**WRITTEN PROBLEM A**
Transcribe from the OOM killer passage the stretch from "This is a simple" through "has TIF_MEMDIE set.".
**WRITTEN PROBLEM B**
In the OOM killer passage, what will P get access to?
**WRITTEN PROBLEM C**
Say whether each statement agrees with the OOM killer passage. Answer yes or no and quote the deciding words.
(i) The passage calls the approach a heuristic meant to prevent unnecessary killing.
(ii) If P releases no memory, the regular oom killer path is never reached.
(iii) The reply holds that the signal goes to threads in every thread group.

**PASSAGE TO READ**
— BEGIN —
So what? P will get an access to memory reserves to move on with the
allocation. This has nothing to do with other thread. If the current
thread (P) doesn't release any memory we would get to regular oom killer
path and eventually send the signal.
This is a simple heuristic to prevent from unnecessary killing. If it
doesn't help we should still be able to kill something. If you really
want to prevent from an unlikely case where the current is the only task
in the OOM path and TIF_MEMDIE didn't help then disable the heuristic if
the current already has TIF_MEMDIE set.
> Since T sends SIGKILL to all clone(CLONE_VM) tasks upon coredump, P needs
> to do
It does that only to all threads in the _same_ thread group AFAIU.
— END —
**STORED ROWS**
— BEGIN —
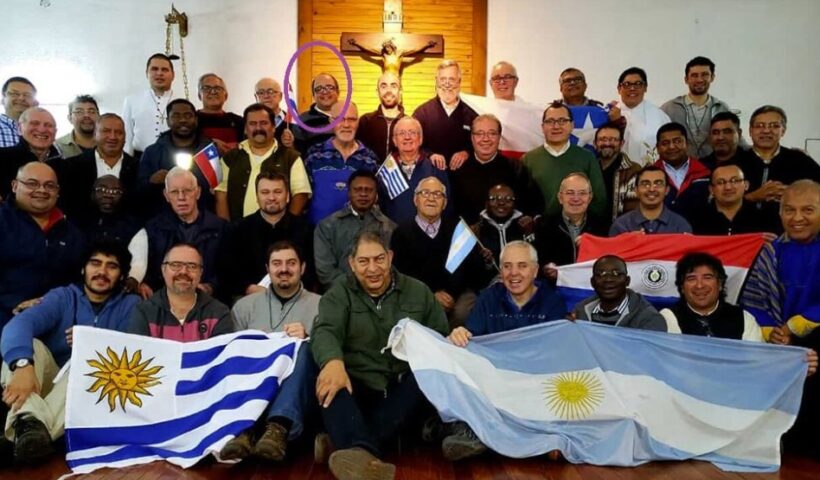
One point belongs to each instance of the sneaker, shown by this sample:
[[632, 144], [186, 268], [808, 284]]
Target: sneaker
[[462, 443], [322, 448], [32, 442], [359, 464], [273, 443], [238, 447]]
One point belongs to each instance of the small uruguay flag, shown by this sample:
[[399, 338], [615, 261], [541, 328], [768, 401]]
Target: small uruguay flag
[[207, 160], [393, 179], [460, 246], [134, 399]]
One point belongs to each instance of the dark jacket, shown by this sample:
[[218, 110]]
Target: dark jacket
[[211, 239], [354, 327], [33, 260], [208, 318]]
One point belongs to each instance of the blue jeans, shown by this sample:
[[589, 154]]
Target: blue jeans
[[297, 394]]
— END —
— BEGIN —
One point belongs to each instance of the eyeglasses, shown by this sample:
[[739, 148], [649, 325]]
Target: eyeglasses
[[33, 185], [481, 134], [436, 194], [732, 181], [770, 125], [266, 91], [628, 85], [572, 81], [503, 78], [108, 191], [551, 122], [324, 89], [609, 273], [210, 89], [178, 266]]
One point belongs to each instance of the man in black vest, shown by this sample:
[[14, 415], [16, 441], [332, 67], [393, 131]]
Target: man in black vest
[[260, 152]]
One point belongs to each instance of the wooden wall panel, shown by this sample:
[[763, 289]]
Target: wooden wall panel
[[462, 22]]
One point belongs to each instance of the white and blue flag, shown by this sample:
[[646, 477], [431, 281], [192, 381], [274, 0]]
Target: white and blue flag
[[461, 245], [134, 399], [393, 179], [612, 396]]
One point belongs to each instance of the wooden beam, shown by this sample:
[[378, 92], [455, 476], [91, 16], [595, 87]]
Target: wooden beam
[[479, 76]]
— END —
**EXERCISE SOLUTION A**
This is a simple heuristic to prevent from unnecessary killing. If it
doesn't help we should still be able to kill something. If you really
want to prevent from an unlikely case where the current is the only task
in the OOM path and TIF_MEMDIE didn't help then disable the heuristic if
the current already has TIF_MEMDIE set.

**EXERCISE SOLUTION B**
Memory reserves, to move on with the allocation.

**EXERCISE SOLUTION C**
(i) Yes: "This is a simple heuristic to prevent from unnecessary killing."
(ii) No: "If the current thread (P) doesn't release any memory we would get to regular oom killer path and eventually send the signal."
(iii) No: "It does that only to all threads in the _same_ thread group AFAIU."